▶ [EXERCISE DIRECTIONS]: Convert the rows below into a two-column CSV with the headers instruction and response, one CSV line per row, with each row's request text and its answer each in one quoted field and line breaks changed to spaces. Omit the pictures.

▶ [INPUT]:
========================================================================

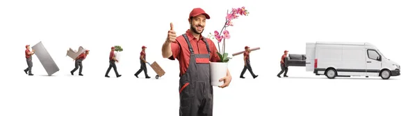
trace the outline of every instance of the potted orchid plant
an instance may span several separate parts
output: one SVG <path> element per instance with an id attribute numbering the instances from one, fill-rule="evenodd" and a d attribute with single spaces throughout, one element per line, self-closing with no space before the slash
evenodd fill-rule
<path id="1" fill-rule="evenodd" d="M 225 52 L 226 39 L 230 39 L 230 34 L 227 30 L 227 27 L 233 26 L 232 20 L 238 19 L 240 16 L 247 16 L 249 12 L 245 7 L 232 8 L 231 11 L 227 10 L 226 16 L 226 22 L 220 32 L 214 31 L 214 35 L 210 32 L 208 37 L 215 39 L 218 41 L 218 52 L 217 54 L 220 57 L 219 62 L 210 62 L 210 75 L 211 83 L 212 86 L 221 86 L 223 81 L 219 81 L 220 78 L 225 77 L 227 74 L 227 64 L 231 57 L 229 57 L 229 54 Z M 220 43 L 222 44 L 220 49 Z"/>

========================================================================

▶ [EXERCISE SOLUTION]:
instruction,response
"trace the outline of every instance of the potted orchid plant an instance may span several separate parts output: one SVG <path> element per instance with an id attribute numbering the instances from one, fill-rule=""evenodd"" and a d attribute with single spaces throughout, one element per line, self-closing with no space before the slash evenodd fill-rule","<path id=""1"" fill-rule=""evenodd"" d=""M 225 52 L 226 39 L 230 39 L 230 34 L 227 30 L 227 27 L 233 26 L 232 20 L 238 19 L 240 16 L 247 16 L 249 12 L 245 7 L 232 8 L 231 11 L 227 10 L 226 16 L 226 22 L 220 32 L 214 31 L 214 35 L 210 32 L 208 37 L 215 39 L 218 41 L 218 52 L 217 54 L 220 57 L 219 62 L 210 62 L 210 75 L 211 83 L 212 86 L 221 86 L 223 81 L 219 81 L 220 78 L 225 77 L 227 74 L 227 64 L 231 57 L 229 57 L 229 54 Z M 220 43 L 222 44 L 220 49 Z""/>"